The problem: Extract every line starting at the line that contains "Objective — one marker per instance of the dirt access" and ending with the final line of the data, inclusive; give only those lines, word for word.

Source material:
--

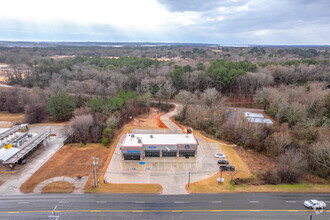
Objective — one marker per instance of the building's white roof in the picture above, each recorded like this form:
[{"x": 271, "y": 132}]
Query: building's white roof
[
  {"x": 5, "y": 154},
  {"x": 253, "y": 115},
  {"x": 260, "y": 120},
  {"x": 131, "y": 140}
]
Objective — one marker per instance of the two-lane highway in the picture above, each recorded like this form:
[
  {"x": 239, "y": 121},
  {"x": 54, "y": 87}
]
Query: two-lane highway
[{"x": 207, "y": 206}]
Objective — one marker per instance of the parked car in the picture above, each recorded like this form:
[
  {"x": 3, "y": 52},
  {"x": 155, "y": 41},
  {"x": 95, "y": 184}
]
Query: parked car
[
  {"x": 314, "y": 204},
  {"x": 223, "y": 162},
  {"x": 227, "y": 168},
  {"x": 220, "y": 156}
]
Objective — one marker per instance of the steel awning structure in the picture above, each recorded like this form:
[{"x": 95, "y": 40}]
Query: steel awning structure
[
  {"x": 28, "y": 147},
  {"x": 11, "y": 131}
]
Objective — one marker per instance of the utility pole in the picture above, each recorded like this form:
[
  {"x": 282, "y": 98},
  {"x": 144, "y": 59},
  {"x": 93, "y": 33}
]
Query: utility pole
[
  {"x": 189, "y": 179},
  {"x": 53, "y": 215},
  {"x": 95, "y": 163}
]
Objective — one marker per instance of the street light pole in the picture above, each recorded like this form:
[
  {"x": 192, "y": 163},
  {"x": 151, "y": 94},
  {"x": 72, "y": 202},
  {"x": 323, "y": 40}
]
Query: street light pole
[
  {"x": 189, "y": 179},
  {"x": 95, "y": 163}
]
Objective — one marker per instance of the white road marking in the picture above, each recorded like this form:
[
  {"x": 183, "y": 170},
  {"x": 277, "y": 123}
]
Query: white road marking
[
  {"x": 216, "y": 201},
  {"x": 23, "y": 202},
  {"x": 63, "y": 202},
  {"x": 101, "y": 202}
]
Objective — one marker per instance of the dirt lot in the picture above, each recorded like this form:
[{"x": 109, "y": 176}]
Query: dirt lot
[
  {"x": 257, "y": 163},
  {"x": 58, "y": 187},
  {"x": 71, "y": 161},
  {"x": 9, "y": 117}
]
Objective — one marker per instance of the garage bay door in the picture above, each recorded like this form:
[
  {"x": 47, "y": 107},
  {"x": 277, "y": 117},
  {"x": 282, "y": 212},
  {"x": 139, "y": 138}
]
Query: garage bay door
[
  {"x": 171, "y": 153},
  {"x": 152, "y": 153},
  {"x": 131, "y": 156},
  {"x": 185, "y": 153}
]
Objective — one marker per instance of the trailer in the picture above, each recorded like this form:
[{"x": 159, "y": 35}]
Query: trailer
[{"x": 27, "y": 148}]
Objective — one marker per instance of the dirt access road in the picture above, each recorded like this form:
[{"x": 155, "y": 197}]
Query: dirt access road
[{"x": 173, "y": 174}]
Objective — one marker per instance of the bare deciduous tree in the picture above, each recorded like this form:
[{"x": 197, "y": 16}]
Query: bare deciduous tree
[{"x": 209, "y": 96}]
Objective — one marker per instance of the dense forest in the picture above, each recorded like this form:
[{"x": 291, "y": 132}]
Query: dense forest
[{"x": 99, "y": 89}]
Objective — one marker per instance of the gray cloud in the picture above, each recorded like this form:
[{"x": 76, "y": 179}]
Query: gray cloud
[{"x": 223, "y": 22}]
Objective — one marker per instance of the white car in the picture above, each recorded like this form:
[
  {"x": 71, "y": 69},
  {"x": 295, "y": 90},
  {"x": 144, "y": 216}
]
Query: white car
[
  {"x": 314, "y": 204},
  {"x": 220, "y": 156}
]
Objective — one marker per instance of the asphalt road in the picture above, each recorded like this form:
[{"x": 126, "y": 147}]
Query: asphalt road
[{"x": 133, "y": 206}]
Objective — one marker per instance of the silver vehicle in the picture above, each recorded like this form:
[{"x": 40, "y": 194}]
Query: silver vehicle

--

Solution to this task:
Objective — one marker per instance of the dirt access road in the picture above, each recorded like this form:
[{"x": 155, "y": 197}]
Query: dirt access road
[{"x": 173, "y": 174}]
Objective — one marker per instance of the bare deciduous tree in the picture above, each recorded like this form:
[{"x": 197, "y": 16}]
Query: bare deciduous tree
[{"x": 209, "y": 96}]
Objective — one marker per instance of the dense forest in the picture above, each recorded like this form:
[{"x": 291, "y": 132}]
Query: dense forest
[{"x": 99, "y": 89}]
Objective — one marker per instance of the gray cloud in the picture above, each recorded like this form:
[{"x": 76, "y": 179}]
Query: gray cloud
[{"x": 223, "y": 22}]
Objective — one marker per instance of the white car in the picture above, each recorded like this form:
[
  {"x": 71, "y": 69},
  {"x": 295, "y": 90},
  {"x": 144, "y": 216}
]
Query: white car
[
  {"x": 314, "y": 204},
  {"x": 220, "y": 156}
]
Objective — one marker per instance of the asphalt road in the picture above, each recorded like this form:
[{"x": 126, "y": 147}]
Query: asphalt road
[{"x": 133, "y": 206}]
Objective — one marker per instance of the silver vehicle in the picture above, each recorded like this form:
[{"x": 40, "y": 194}]
Query: silver vehicle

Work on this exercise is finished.